(Reading text begins)

05/21/2025
May is Mental Health Awareness Month — a time to acknowledge the unseen battles many face, and to recognize the urgent need for better support, understanding, and compassion across society.
Mental illness isn’t always visible. It doesn’t always come with clear answers or a predictable path. But it affects millions, deeply and profoundly. And too often, those living with mental health conditions are left to navigate a system that was never built with them in mind.
I grew up with a firsthand view of this. My mother had Borderline Personality Disorder — a complex and often misunderstood condition. What I saw was someone who fought every day to find stability, connection, and peace, often in a world that offered her little of any of that. She encountered institutions that didn’t know how to help, policies that worked against her healing, and stigmas that isolated her from community and care.
One of the toughest realities is that people struggling with mental illness don’t always believe they need help — or they don’t want it. Sometimes it’s the illness itself making that decision. And sometimes it’s because asking for help has led to judgment, loss, or harm in the past. These are the people who need our patience and support the most. Compassion doesn’t mean excusing harmful behavior, but it does mean recognizing the difference between willful intent and a person doing the best they can with what they have.
The same goes for people with neurodevelopmental conditions like autism. Too often, the conversation is reduced to “we’re all a little autistic” — a statement that minimizes real struggles and ignores the very real social, sensory, and communication barriers autistic people face. True acceptance isn’t about labeling everyone quirky; it’s about recognizing disability, accommodating difference, and respecting people when their behavior challenges our comfort zones.
There’s a double bind many face: when someone with autism, schizophrenia, or another condition is “well-managed,” they may be included, even celebrated. But when symptoms flare or coping breaks down — during a meltdown, a psychotic episode, or a bad day — suddenly that acceptance disappears. While not all behaviors are acceptable, treating the person as though they’re choosing to be difficult or dangerous is not only unfair — it’s dehumanizing.
I hope for everyone to have a strong support system like I do now!
Mental health awareness isn’t just about personal resilience. It’s about reshaping how we treat people, how we fund mental health services, how we train our professionals, and how we structure our workplaces and communities to be inclusive of those who struggle in ways we may never fully understand.
And hey — speaking of patience and support: bread is a surprisingly good metaphor for mental health.
Did you know that traditional sourdough bread takes over 24 hours to ferment properly? That long, slow rise is what gives it depth, complexity, and nourishment — much like the slow, often nonlinear process of mental healing. You can’t rush it, and if you try, things fall flat.
Sometimes the most important ingredients — whether in bread or in life — are time, care, and a little bit of warmth. 🥖
If there’s one thing this month asks of us, it’s to show up with more humanity. To listen more. To judge less. To advocate for systems that treat mental health with the seriousness, nuance, and empathy it deserves.
We all have a role to play in building a society where no one is made to feel disposable for having a mind that works differently.

(Reading text ends)

What the task requires: Return the passage of the Mental Health Awareness Month text from "Sometimes the most" up to and including "empathy it deserves.", copied word for word.

(Supplied material begins)

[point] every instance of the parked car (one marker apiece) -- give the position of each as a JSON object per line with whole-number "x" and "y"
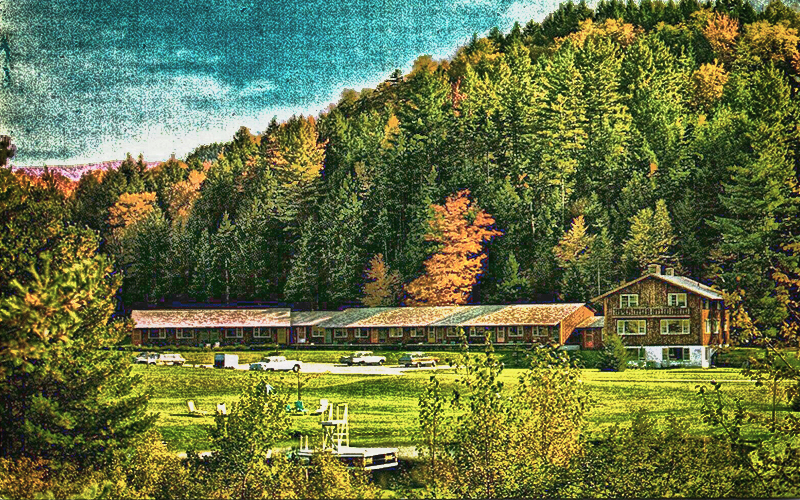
{"x": 362, "y": 358}
{"x": 417, "y": 359}
{"x": 154, "y": 358}
{"x": 222, "y": 360}
{"x": 276, "y": 364}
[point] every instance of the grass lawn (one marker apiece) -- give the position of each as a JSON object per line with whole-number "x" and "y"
{"x": 383, "y": 409}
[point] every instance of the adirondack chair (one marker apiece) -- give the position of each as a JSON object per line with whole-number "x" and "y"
{"x": 323, "y": 405}
{"x": 194, "y": 411}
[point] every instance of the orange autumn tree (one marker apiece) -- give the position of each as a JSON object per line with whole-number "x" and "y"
{"x": 130, "y": 208}
{"x": 383, "y": 285}
{"x": 460, "y": 228}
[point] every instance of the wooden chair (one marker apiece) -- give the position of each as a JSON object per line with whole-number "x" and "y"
{"x": 194, "y": 411}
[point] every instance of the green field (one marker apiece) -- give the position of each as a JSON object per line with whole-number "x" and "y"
{"x": 383, "y": 409}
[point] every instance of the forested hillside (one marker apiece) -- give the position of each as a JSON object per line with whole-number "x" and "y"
{"x": 597, "y": 141}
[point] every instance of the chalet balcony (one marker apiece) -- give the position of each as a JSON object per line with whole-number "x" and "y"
{"x": 649, "y": 311}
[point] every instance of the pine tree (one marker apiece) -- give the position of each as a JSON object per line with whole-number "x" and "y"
{"x": 651, "y": 238}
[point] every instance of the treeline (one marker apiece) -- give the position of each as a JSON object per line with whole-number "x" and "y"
{"x": 598, "y": 140}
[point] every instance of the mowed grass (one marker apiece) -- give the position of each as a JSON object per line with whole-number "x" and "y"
{"x": 383, "y": 410}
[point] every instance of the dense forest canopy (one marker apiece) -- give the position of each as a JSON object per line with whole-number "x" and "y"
{"x": 598, "y": 141}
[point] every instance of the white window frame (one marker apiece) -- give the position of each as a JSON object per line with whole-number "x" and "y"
{"x": 685, "y": 326}
{"x": 632, "y": 300}
{"x": 640, "y": 324}
{"x": 238, "y": 333}
{"x": 179, "y": 333}
{"x": 677, "y": 300}
{"x": 712, "y": 325}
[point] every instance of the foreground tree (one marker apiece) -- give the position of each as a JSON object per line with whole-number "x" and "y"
{"x": 65, "y": 398}
{"x": 460, "y": 228}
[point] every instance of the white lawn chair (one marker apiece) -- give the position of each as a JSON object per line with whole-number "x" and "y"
{"x": 194, "y": 411}
{"x": 323, "y": 405}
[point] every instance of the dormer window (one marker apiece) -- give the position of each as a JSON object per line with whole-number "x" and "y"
{"x": 629, "y": 300}
{"x": 676, "y": 299}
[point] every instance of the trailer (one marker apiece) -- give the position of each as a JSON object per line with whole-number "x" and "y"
{"x": 226, "y": 360}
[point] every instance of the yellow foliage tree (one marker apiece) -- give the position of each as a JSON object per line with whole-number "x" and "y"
{"x": 708, "y": 83}
{"x": 763, "y": 41}
{"x": 721, "y": 32}
{"x": 461, "y": 229}
{"x": 183, "y": 194}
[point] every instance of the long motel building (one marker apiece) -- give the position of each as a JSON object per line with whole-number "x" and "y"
{"x": 662, "y": 318}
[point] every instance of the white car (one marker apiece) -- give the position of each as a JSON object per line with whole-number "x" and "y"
{"x": 153, "y": 358}
{"x": 362, "y": 358}
{"x": 276, "y": 364}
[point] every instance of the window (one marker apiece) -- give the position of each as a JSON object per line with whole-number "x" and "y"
{"x": 712, "y": 326}
{"x": 631, "y": 327}
{"x": 675, "y": 354}
{"x": 629, "y": 300}
{"x": 184, "y": 333}
{"x": 674, "y": 327}
{"x": 676, "y": 299}
{"x": 515, "y": 331}
{"x": 158, "y": 333}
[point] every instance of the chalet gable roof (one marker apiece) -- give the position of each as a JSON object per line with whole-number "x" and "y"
{"x": 211, "y": 318}
{"x": 683, "y": 282}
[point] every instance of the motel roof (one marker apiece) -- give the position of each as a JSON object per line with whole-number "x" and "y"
{"x": 493, "y": 315}
{"x": 211, "y": 318}
{"x": 525, "y": 314}
{"x": 312, "y": 318}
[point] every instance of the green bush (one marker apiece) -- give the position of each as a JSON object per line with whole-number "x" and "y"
{"x": 614, "y": 356}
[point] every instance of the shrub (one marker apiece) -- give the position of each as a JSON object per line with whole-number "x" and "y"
{"x": 614, "y": 356}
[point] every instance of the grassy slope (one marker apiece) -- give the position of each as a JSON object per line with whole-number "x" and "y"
{"x": 383, "y": 409}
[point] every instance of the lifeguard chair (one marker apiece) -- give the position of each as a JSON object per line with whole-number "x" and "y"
{"x": 336, "y": 441}
{"x": 335, "y": 427}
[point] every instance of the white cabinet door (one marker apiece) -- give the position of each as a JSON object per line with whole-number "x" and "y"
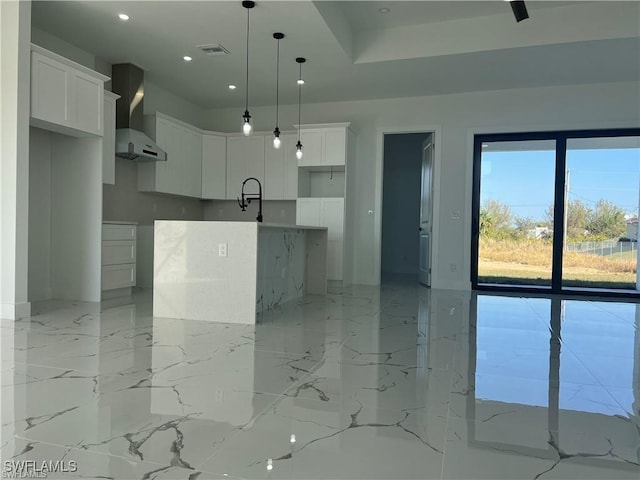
{"x": 109, "y": 141}
{"x": 290, "y": 169}
{"x": 191, "y": 169}
{"x": 88, "y": 101}
{"x": 245, "y": 158}
{"x": 334, "y": 259}
{"x": 332, "y": 216}
{"x": 214, "y": 167}
{"x": 50, "y": 90}
{"x": 281, "y": 169}
{"x": 236, "y": 166}
{"x": 308, "y": 212}
{"x": 65, "y": 97}
{"x": 334, "y": 146}
{"x": 255, "y": 157}
{"x": 168, "y": 173}
{"x": 181, "y": 173}
{"x": 311, "y": 140}
{"x": 273, "y": 187}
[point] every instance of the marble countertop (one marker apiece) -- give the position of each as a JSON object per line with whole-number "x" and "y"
{"x": 284, "y": 225}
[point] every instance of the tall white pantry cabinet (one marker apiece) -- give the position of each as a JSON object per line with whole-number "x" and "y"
{"x": 326, "y": 186}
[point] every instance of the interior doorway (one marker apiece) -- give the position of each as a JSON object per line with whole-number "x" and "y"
{"x": 405, "y": 205}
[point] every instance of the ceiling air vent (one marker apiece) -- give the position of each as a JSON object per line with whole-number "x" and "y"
{"x": 213, "y": 49}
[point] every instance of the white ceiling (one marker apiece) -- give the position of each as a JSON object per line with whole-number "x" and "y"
{"x": 354, "y": 52}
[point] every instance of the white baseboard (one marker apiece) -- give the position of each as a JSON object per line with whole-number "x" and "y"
{"x": 451, "y": 285}
{"x": 15, "y": 311}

(Supplied material ends)

Written solution:
Sometimes the most important ingredients — whether in bread or in life — are time, care, and a little bit of warmth. 🥖
If there’s one thing this month asks of us, it’s to show up with more humanity. To listen more. To judge less. To advocate for systems that treat mental health with the seriousness, nuance, and empathy it deserves.